= REQUESTS =
1/ From the article on the Dahomeyan Democratic Party, reproduce the passage that begins at the words "- Leader: Sourou-Migan" and ends after "1963 until 1965.".
2/ According to the article on the Dahomeyan Democratic Party, whose interests did the party largely represent?
3/ Carry the article on the Dahomeyan Democratic Party forward from its last sentence.

= SELECTED PASSAGE =
- Leader: Sourou-Migan Apithy Justin Ahomadégbé-Tomêtin
- Founded: 15 December 1963
- Dissolved: 4 December 1965
- Preceded by: Dahomeyan Unity Party
- Headquarters: Porto-Novo, Dahomey
- Ideology: African nationalism Pro-private ownership^{[citation needed]} Welfarism Anti-colonialism

= Dahomeyan Democratic Party =

The Dahomeyan Democratic Party (Parti Démocratique Dahoméen, PDD) was the sole legal political party in Dahomey from 1963 until 1965.

== History ==
The PDD was established on 15 December 1963 by Sourou-Migan Apithy and Justin Ahomadégbé-Tomêtin following the overthrow of President Hubert Maga in a coup, and replaced the Dahomeyan Unity Party as the country's sole legal party. The party largely represented the interests of the Aja, Fon, Nago and Yoruba people of the south and central parts of the country.

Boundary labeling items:
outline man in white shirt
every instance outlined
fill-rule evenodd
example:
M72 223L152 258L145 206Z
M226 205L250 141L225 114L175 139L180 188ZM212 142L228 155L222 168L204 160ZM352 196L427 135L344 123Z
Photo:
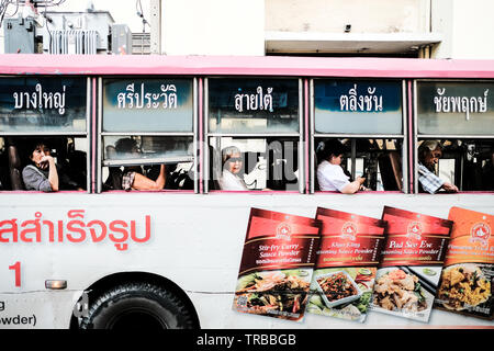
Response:
M341 168L341 158L345 148L336 139L326 140L318 150L318 159L322 162L317 167L317 182L322 191L339 191L344 194L353 194L359 190L366 190L366 178L357 177L350 182Z

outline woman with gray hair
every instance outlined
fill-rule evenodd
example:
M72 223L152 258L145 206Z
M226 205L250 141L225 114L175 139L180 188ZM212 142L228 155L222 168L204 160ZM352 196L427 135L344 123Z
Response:
M458 188L436 176L436 165L442 156L442 146L438 140L424 140L418 147L418 182L422 191L435 194L440 189L458 192Z
M236 146L228 146L222 150L223 171L220 178L221 190L248 190L245 181L239 177L244 168L244 158L240 149Z

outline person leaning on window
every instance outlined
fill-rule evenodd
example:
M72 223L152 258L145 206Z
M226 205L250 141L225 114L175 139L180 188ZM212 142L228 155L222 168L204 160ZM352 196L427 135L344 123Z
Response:
M36 141L30 148L30 161L22 170L22 180L26 190L56 192L58 190L77 190L61 168L55 163L50 149L42 141Z
M436 176L436 165L442 156L441 144L437 140L425 140L418 147L418 182L420 191L435 194L440 189L447 192L458 192L454 184Z
M343 194L353 194L359 190L367 190L362 184L366 178L357 177L350 182L341 168L345 152L343 144L336 139L322 141L317 147L317 182L322 191L339 191Z
M248 190L245 181L239 177L244 158L238 147L228 146L222 150L222 177L218 180L221 190Z
M121 138L115 143L115 150L117 154L125 155L126 157L136 157L141 155L141 150L137 147L137 141L133 138ZM122 189L130 190L162 190L166 183L166 167L160 165L159 174L156 180L151 180L143 174L143 168L141 166L125 167L122 172Z

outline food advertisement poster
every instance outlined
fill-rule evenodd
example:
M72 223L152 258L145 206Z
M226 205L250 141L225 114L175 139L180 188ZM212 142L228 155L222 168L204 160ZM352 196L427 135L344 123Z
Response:
M451 207L448 218L454 224L436 306L493 319L494 216Z
M314 218L251 208L233 308L302 320L319 229Z
M385 223L317 208L322 238L308 302L312 314L363 322L372 295Z
M452 222L384 206L386 241L371 308L427 322Z

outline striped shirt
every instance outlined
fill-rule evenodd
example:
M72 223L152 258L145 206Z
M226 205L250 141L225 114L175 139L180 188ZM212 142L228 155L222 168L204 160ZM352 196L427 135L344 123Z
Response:
M439 177L429 171L427 167L420 163L418 163L418 181L420 182L424 191L430 194L436 193L445 183L444 180L441 180Z

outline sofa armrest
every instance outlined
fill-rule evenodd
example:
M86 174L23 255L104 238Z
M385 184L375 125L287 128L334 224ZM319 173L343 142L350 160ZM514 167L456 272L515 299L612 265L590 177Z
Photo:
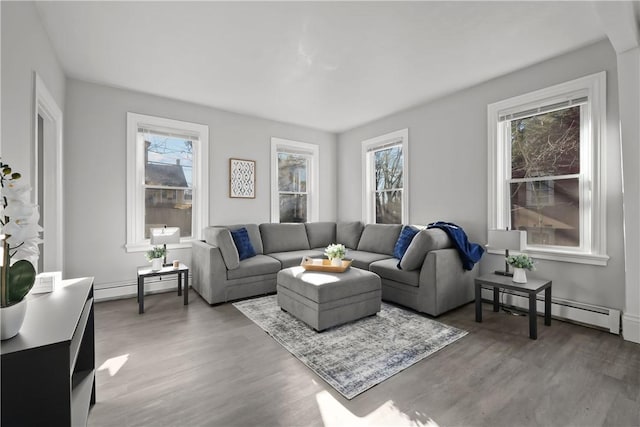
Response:
M477 267L464 270L456 249L428 252L420 270L420 311L438 316L473 301L473 279L477 270Z
M193 288L209 304L221 302L216 289L222 288L226 282L227 267L220 248L203 241L195 241L191 256Z

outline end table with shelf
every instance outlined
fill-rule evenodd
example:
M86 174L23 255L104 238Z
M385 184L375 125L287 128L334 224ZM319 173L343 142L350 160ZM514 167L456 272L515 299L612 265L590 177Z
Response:
M525 293L529 297L529 338L538 339L537 295L544 290L544 324L551 325L551 280L529 279L516 283L509 276L485 274L475 279L476 322L482 322L482 288L493 289L493 311L500 310L500 289Z
M189 304L189 267L180 263L178 267L173 264L163 266L160 270L152 270L150 266L138 267L138 313L144 313L144 279L147 277L160 277L178 275L178 296L184 294L184 305ZM184 288L184 289L183 289Z

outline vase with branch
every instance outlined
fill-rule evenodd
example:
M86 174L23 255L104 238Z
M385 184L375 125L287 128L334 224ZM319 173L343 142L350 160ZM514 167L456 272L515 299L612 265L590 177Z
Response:
M42 243L38 225L38 207L31 203L31 188L21 175L0 160L0 194L2 196L2 264L0 266L1 338L17 335L26 313L25 297L36 278Z

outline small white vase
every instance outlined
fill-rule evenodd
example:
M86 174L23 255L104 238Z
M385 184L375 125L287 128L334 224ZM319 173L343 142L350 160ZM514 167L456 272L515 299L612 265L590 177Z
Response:
M524 268L513 268L513 281L516 283L527 283L527 272Z
M24 315L27 312L27 300L23 299L17 304L0 308L0 335L1 339L8 340L18 335Z

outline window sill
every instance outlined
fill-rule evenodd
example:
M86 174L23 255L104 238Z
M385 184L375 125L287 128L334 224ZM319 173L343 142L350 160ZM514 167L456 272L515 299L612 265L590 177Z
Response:
M548 261L559 261L559 262L571 262L574 264L589 264L589 265L599 265L606 266L609 261L608 255L601 254L591 254L591 253L582 253L582 252L567 252L567 251L557 251L557 250L541 250L541 249L526 249L523 251L527 255L530 255L535 259L544 259ZM487 253L495 254L495 255L504 255L504 251L499 251L495 249L487 250Z
M197 239L188 239L188 240L184 240L180 243L176 243L176 244L172 244L172 245L167 245L167 249L190 249L191 248L191 242L193 242L194 240ZM149 249L152 248L151 243L147 242L139 242L139 243L127 243L126 245L124 245L125 250L127 251L127 253L129 252L146 252Z

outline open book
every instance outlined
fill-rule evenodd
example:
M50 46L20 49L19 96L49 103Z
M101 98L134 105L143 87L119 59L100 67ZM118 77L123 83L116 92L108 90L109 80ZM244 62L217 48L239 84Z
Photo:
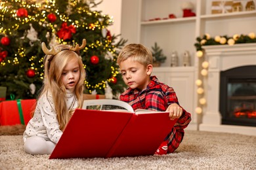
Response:
M85 100L49 158L154 155L176 120L167 112L135 113L118 100Z

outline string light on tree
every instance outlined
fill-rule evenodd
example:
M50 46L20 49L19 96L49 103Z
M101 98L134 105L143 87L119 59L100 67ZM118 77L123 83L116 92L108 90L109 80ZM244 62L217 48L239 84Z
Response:
M24 89L20 90L20 94L15 94L15 97L35 98L34 95L28 96L28 94L32 94L28 89L32 82L37 90L42 85L45 55L41 50L41 41L49 47L59 43L74 46L85 38L87 45L80 51L88 75L85 80L85 92L90 94L96 90L97 94L104 94L104 88L106 87L104 82L110 82L110 77L117 79L116 84L109 83L113 94L123 91L126 86L123 81L117 80L121 77L118 72L116 73L119 52L116 49L121 48L127 41L119 39L115 42L119 35L112 35L108 29L114 24L112 18L102 14L102 11L97 11L96 8L92 10L93 6L96 7L100 3L79 0L10 0L1 2L0 39L3 39L3 41L0 44L0 86L3 84L1 82L12 80L8 83L11 87L17 88L12 75L17 75L16 77L18 78L26 75L29 78L20 80L26 87L24 86ZM35 29L33 35L28 33L31 27ZM35 39L32 39L33 36L28 37L35 35L37 37ZM111 56L105 58L107 54ZM91 57L93 56L96 57L93 58L91 62ZM98 74L99 68L100 75ZM4 76L6 78L3 79ZM8 89L7 96L10 95L9 90L11 90L11 88Z

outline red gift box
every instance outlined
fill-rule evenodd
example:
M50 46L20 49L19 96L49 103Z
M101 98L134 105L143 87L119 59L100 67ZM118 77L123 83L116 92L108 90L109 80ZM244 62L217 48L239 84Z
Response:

= RESULTS OF THE TASKS =
1/
- Leader: Sourou-Migan Apithy Justin Ahomadégbé-Tomêtin
- Founded: 15 December 1963
- Dissolved: 4 December 1965
- Preceded by: Dahomeyan Unity Party
- Headquarters: Porto-Novo, Dahomey
- Ideology: African nationalism Pro-private ownership^{[citation needed]} Welfarism Anti-colonialism

= Dahomeyan Democratic Party =

The Dahomeyan Democratic Party (Parti Démocratique Dahoméen, PDD) was the sole legal political party in Dahomey from 1963 until 1965.

2/ The Aja, Fon, Nago and Yoruba people of the south and central parts of the country.

3/
The 18 officers of the political bureau elected during the PDD Constituent Congress, included:

| Secretary general | Gabriel Lozès |
| Assistant secretary general | Tahirou Congacou |
| Political advisers | Sourou-Migan Apithy, Justin Ahomadégbé, Paul Hazoumé |
| Delegate for social affairs | Adrien Degbey |

The party won all 42 seats in the 1964 elections. However, when tensions and instability led Sourou-Migan Apithy and Justin Ahomadégbé to resign by the end of November 1965, Tahirou Congacou, president of the National Assembly, assumed the role of interim head of State and dissolved the party on 4 December 1965.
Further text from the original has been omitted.